What needs to be done ->
If a record below holds a picture, leave the picture out and copy the rest exactly.

+++ Provided material

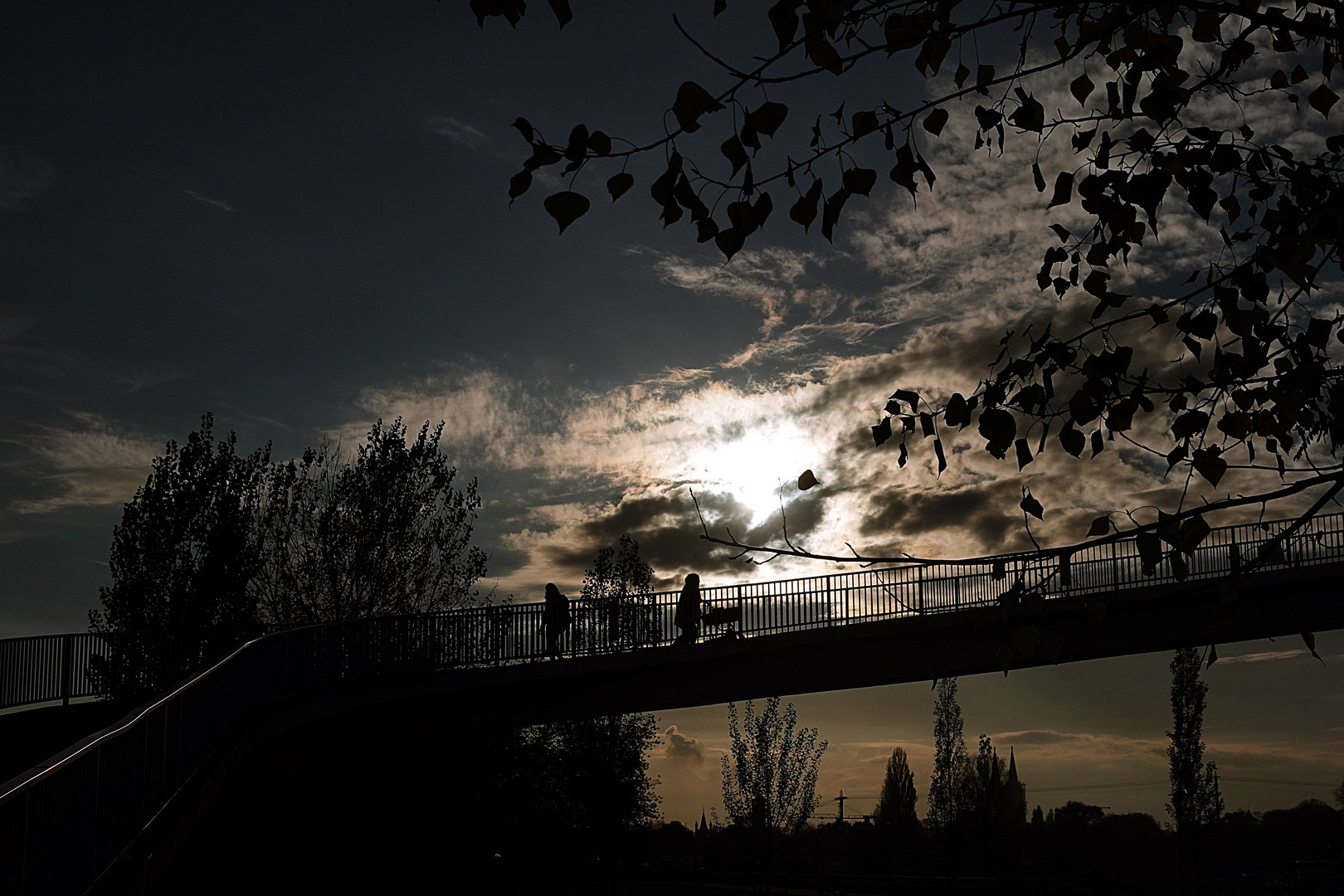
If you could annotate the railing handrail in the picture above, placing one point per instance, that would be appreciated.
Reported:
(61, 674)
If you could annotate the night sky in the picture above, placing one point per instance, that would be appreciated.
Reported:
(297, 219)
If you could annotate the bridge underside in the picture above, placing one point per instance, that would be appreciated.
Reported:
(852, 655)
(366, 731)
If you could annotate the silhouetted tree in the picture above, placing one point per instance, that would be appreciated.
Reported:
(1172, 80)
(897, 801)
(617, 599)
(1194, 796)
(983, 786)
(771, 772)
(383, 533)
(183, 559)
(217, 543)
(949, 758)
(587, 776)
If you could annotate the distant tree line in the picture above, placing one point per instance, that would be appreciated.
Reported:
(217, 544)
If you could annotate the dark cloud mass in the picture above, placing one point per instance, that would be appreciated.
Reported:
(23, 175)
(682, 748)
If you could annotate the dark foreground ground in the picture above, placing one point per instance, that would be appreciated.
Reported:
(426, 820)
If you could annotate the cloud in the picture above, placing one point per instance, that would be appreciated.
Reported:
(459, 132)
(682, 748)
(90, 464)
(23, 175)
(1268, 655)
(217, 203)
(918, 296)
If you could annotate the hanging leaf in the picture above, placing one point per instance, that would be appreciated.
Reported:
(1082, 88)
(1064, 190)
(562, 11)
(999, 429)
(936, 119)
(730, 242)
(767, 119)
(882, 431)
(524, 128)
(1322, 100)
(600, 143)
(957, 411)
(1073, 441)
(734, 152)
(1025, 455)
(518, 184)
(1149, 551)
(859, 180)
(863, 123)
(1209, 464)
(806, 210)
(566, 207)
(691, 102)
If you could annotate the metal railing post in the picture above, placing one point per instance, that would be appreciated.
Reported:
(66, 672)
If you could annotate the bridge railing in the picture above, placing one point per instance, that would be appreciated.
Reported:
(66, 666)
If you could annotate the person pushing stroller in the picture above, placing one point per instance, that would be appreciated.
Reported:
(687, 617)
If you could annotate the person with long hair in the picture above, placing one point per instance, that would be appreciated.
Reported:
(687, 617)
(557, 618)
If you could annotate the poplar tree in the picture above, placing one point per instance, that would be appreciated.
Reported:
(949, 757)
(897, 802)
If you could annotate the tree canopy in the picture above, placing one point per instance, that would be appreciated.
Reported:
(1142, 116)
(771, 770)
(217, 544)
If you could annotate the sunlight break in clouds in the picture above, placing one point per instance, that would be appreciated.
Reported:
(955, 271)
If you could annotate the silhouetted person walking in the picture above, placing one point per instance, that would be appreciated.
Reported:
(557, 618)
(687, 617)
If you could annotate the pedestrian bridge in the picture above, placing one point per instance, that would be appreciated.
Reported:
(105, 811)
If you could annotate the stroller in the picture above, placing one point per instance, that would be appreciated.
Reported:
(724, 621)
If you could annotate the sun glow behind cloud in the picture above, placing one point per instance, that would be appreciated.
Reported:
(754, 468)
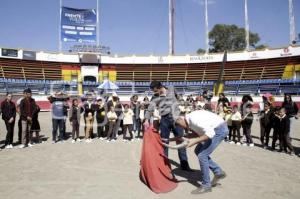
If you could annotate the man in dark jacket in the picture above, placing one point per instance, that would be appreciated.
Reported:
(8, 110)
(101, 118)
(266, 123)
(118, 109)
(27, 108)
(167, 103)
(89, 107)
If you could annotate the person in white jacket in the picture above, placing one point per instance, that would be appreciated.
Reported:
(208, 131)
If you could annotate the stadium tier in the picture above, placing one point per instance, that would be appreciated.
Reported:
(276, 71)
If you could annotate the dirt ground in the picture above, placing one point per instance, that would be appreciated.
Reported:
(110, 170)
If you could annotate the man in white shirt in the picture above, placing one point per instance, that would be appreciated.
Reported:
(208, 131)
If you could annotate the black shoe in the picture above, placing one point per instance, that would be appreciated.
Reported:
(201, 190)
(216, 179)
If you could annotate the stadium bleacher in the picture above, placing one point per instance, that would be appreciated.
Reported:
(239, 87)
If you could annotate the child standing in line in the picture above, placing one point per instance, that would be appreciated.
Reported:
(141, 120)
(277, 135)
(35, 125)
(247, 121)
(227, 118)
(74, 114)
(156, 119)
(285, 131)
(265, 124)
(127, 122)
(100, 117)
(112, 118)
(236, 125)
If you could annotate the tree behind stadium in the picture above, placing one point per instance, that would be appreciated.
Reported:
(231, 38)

++++++

Finished exercise ->
If you could annotate the railing handrail in the picture above, placing one point per instance, that would be appreciated.
Reported:
(61, 674)
If you could annotate the night sky in the picture above, placing one point per instance, that would be appreciated.
Reported:
(297, 219)
If you could annotate the bridge underside in the picture above, placing one point per instance, that would be appreciated.
Reported:
(852, 655)
(366, 731)
If you could annotate the silhouetted tree in the picture above, placing one point per instance, that would be appreciated.
Reported:
(1172, 80)
(897, 801)
(617, 599)
(1194, 796)
(983, 786)
(771, 772)
(383, 533)
(183, 559)
(217, 543)
(949, 758)
(587, 776)
If you could annotate the distant tree line in the picture above, placing one point per instance, that would be appreciated.
Reported:
(217, 544)
If you could annotate the dark cloud mass in the picture above, placing one point per instance, that would be appreciated.
Reported:
(23, 175)
(682, 748)
If you could annotate the dark foreground ground in the picture above, placing one point per instance, that would be appreciated.
Reported:
(426, 820)
If you could annotate the cloud in the picture above, placing one point per instance, that would be appreciated.
Reported:
(459, 132)
(682, 748)
(90, 464)
(23, 175)
(1268, 655)
(217, 203)
(918, 296)
If you could annotate the hanging leaf in the picture above, placing one point per instance, that would be appreciated.
Reported:
(1082, 88)
(1064, 190)
(562, 11)
(999, 429)
(936, 119)
(730, 242)
(767, 119)
(882, 431)
(524, 128)
(1322, 100)
(600, 143)
(957, 411)
(1073, 441)
(734, 152)
(1025, 455)
(518, 184)
(1149, 551)
(859, 180)
(863, 123)
(1209, 464)
(806, 210)
(566, 207)
(691, 102)
If you could annotate the metal railing post in the picture above, placing one point per instance, that would be appreciated.
Reported:
(66, 672)
If you could annotate the bridge railing in the picture above, placing one point per instance, that would be appreciated.
Reported:
(66, 666)
If you could annotate the person pushing stroller in the picture above, placing one point per instance, that would be appreciated.
Reported:
(687, 617)
If you could annotate the person with long hair in the picture above, placing one point per instance, that would be appreciated.
Reported:
(687, 617)
(557, 618)
If you could annotate the poplar tree in the picture above, placing one point per instance, that would be appreciated.
Reported:
(949, 757)
(897, 802)
If you could annotate the tree canopy in the picture above, placing one point per instance, that would be appreciated.
Reported:
(1142, 116)
(771, 770)
(217, 544)
If you could annotate the sunlight break in clouds in the picture above, placing one point per instance, that would be appreciated.
Reported:
(955, 271)
If you could annotate the silhouetted person walking in the picture above, placing one point per instance, that would be appreciated.
Reported:
(557, 618)
(687, 617)
If you could annotate the pedestrian bridge in the picture above, placing one point per instance, that would be appreciated.
Reported:
(105, 811)
If you could annotate the stroller in the picture above, placing one point per instance, that would be appreciated.
Reported:
(724, 621)
If you could annotate the sun glow behind cloud in the picture above, placing one point per instance, that would be appreciated.
Reported:
(754, 468)
If you could annotate the man in dark jacket in the picture above, placing one point per instance, that would be appreciated.
Reported:
(8, 110)
(101, 118)
(266, 123)
(118, 109)
(27, 108)
(167, 103)
(89, 107)
If you could annotate the person in white jacket in the picture above, placing one point per instance, that would be appreciated.
Reported:
(208, 131)
If you could annotate the stadium tier in the picture above, placing one point per instance, that would be appreciated.
Reported:
(276, 71)
If you could annotate the dirt ground in the picture above, placing one point per instance, that would be appreciated.
Reported:
(110, 170)
If you could annotate the man in white shirt in the picture above, placing one point per instance, that would be appreciated.
Reported:
(208, 131)
If you could annotate the black shoe in the picture above, placing one point per instance, that would be appreciated.
Reported:
(201, 190)
(216, 179)
If you could annotate the stadium bleacher in the picture above, placing one point per instance, that would be appreciated.
Reported:
(239, 87)
If you could annotate the child standing in line in the picture above, placing one point per instance, that would be appreciated.
Reported:
(141, 120)
(277, 135)
(35, 125)
(247, 121)
(227, 118)
(74, 114)
(156, 119)
(285, 131)
(265, 124)
(127, 122)
(100, 117)
(112, 118)
(236, 125)
If you could annotate the tree behind stadium in the picture above, placing one point per instance, that would be appreciated.
Reported:
(231, 38)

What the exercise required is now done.